**Short task:** From the line containing "drop a point: the paved road" down to the final line of the entries below, quote every line verbatim. Exclude pictures.

Recorded data:
* * *

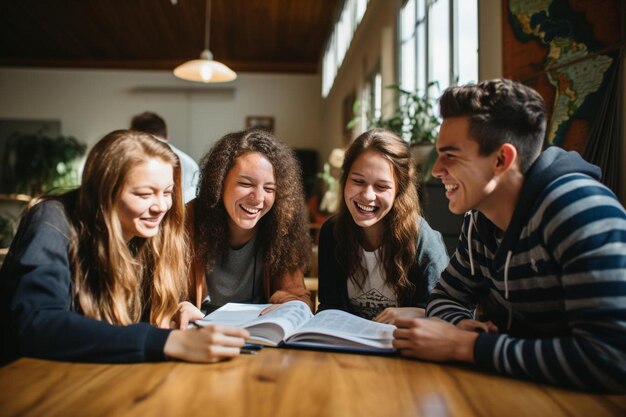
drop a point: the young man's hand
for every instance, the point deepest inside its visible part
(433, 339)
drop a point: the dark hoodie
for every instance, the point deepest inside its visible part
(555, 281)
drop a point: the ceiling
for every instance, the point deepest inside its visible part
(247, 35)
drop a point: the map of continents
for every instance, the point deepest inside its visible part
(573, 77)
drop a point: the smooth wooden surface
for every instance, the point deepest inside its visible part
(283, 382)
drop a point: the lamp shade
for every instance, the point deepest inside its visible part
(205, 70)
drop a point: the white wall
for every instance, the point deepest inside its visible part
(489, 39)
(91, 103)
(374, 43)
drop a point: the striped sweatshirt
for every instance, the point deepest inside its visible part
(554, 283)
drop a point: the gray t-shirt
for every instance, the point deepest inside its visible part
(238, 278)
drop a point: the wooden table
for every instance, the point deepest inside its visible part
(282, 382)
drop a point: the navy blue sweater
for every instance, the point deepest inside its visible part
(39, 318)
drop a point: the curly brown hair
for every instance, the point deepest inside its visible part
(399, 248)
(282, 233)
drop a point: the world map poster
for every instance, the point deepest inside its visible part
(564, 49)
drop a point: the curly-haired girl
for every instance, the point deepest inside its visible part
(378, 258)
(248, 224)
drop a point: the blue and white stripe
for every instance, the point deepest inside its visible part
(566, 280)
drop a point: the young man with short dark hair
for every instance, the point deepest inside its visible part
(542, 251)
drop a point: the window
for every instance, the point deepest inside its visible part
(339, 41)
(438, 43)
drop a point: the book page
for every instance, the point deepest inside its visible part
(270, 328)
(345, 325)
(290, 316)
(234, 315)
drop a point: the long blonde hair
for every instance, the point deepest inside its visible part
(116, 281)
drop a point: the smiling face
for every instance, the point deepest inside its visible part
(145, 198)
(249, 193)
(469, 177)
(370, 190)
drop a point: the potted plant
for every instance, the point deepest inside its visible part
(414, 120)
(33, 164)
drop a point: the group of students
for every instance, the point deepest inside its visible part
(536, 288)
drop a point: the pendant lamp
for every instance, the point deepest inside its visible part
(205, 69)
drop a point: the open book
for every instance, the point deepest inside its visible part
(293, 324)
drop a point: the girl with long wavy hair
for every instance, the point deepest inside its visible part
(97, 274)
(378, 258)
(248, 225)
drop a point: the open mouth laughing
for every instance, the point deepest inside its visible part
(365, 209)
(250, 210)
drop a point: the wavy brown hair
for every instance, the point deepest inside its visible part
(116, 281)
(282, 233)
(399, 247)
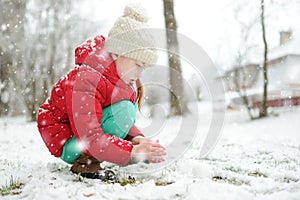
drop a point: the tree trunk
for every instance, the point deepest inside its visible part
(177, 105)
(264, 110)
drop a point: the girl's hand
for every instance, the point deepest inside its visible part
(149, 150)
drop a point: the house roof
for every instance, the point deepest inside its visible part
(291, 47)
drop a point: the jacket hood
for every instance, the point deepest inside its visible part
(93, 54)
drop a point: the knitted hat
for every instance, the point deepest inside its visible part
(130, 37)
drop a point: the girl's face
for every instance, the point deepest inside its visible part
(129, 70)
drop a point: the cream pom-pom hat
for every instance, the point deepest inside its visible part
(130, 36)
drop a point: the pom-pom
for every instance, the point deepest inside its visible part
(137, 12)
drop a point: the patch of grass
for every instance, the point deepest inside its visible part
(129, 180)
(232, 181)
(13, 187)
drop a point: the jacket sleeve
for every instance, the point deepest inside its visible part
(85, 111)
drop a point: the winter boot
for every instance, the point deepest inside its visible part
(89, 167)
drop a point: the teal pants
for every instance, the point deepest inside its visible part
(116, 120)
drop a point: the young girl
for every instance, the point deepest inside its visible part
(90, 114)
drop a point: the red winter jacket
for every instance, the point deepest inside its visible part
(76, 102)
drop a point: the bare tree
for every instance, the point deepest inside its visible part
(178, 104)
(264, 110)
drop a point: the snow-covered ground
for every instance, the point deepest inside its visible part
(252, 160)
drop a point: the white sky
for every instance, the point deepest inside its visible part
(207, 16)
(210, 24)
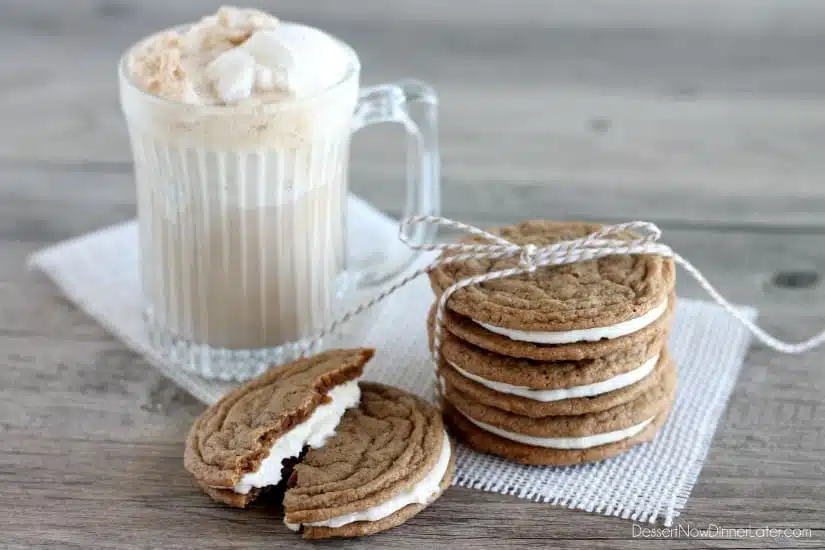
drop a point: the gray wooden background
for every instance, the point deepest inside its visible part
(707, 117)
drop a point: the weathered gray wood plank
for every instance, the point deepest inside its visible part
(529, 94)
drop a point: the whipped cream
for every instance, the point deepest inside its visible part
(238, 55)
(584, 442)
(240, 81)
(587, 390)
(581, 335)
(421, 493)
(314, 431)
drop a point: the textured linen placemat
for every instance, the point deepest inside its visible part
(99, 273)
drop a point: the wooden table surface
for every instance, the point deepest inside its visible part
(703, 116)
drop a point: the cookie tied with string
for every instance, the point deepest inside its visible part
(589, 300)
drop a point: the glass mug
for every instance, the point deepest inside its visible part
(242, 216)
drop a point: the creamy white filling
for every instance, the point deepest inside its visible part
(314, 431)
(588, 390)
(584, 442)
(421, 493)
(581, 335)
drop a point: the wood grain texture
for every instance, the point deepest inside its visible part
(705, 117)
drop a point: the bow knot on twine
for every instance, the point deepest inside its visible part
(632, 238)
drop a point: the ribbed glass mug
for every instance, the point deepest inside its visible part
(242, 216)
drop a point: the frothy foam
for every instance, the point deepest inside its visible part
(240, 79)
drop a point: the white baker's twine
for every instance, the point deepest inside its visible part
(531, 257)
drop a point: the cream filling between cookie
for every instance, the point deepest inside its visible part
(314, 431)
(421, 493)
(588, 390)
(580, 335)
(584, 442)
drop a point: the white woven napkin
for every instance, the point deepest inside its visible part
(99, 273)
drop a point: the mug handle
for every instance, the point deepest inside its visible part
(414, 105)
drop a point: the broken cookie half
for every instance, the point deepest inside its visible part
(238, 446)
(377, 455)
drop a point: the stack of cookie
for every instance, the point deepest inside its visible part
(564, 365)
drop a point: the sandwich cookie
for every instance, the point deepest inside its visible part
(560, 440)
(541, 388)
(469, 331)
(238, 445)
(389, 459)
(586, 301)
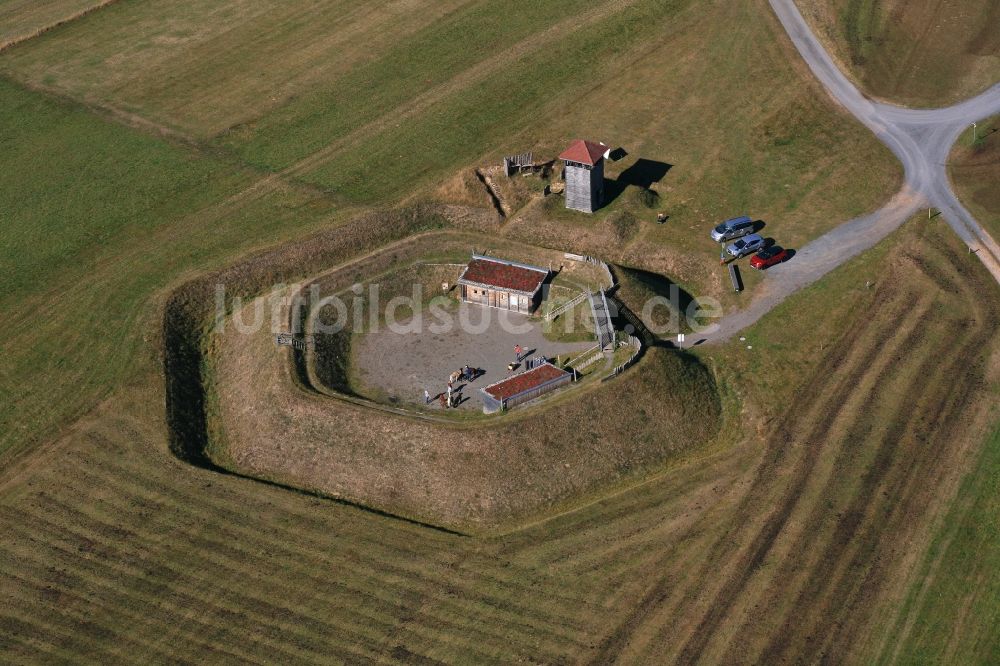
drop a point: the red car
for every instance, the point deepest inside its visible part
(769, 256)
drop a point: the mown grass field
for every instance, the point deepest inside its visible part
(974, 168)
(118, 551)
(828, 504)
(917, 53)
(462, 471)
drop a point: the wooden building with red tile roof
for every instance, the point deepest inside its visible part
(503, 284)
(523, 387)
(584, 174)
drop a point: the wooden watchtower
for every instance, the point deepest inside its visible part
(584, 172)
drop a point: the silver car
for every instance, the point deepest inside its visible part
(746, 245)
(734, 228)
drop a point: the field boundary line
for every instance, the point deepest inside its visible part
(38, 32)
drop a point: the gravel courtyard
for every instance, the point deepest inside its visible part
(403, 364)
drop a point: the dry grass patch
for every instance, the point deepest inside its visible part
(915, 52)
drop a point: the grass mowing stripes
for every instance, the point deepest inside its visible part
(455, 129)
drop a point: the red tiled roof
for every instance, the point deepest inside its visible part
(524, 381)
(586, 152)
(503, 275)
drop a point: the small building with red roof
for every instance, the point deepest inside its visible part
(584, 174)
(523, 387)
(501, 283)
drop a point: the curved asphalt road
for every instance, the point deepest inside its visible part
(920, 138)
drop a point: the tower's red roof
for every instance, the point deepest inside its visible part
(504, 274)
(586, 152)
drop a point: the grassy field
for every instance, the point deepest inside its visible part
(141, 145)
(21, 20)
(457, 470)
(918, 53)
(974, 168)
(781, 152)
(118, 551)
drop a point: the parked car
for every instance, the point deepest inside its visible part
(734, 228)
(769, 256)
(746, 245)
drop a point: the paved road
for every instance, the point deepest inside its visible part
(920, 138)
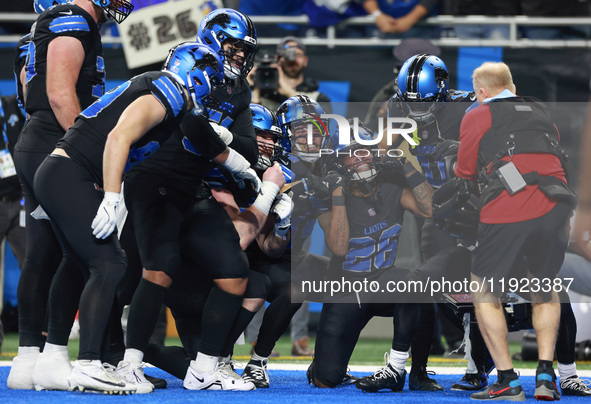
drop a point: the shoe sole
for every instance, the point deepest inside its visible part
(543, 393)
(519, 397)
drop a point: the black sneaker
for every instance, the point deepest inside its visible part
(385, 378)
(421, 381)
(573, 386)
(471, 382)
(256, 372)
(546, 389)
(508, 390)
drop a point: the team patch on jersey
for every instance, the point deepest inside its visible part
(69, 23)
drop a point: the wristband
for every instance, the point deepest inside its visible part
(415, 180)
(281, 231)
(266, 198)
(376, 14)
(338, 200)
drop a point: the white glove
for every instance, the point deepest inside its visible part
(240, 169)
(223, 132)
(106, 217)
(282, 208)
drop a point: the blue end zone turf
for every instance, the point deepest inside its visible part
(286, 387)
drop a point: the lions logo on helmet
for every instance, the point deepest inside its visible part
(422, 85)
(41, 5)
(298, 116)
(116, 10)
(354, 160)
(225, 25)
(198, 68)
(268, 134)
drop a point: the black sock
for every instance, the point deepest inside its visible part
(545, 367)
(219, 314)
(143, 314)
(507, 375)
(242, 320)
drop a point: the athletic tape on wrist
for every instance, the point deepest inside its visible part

* * *

**Worked solution:**
drop a point: the paved road
for every instance, the point deepest inside its visible part
(920, 138)
drop a point: the shoe sole
for every instance, the point deepest inside its visible part
(543, 393)
(519, 397)
drop a point: the black sneaker
for every instance, the point deepest inside its visible part
(385, 378)
(421, 381)
(573, 386)
(471, 382)
(256, 372)
(546, 389)
(508, 390)
drop a point: the team patch on jersey
for every instance, the point deepest inside its visible part
(69, 23)
drop a point: the wristband
for every instance, the point deepest inside its visible part
(415, 180)
(281, 231)
(266, 198)
(376, 14)
(338, 200)
drop a point: the white glove
for every instance, the point deepest inside its visible part
(240, 169)
(223, 132)
(106, 217)
(282, 208)
drop a point: the blue end zone turf
for every instance, the point deepest inside its visible part
(286, 387)
drop a point: the lions logo on helmet
for every instance, the point deepest inside its visible part
(422, 85)
(41, 5)
(298, 116)
(116, 10)
(354, 160)
(225, 25)
(198, 68)
(268, 134)
drop a point: the black sock
for every instance, the point deepest inside its visible part
(545, 367)
(219, 314)
(143, 314)
(507, 375)
(242, 320)
drop a point: the athletic tape on wrist
for every instance, the point deepest inside its visible part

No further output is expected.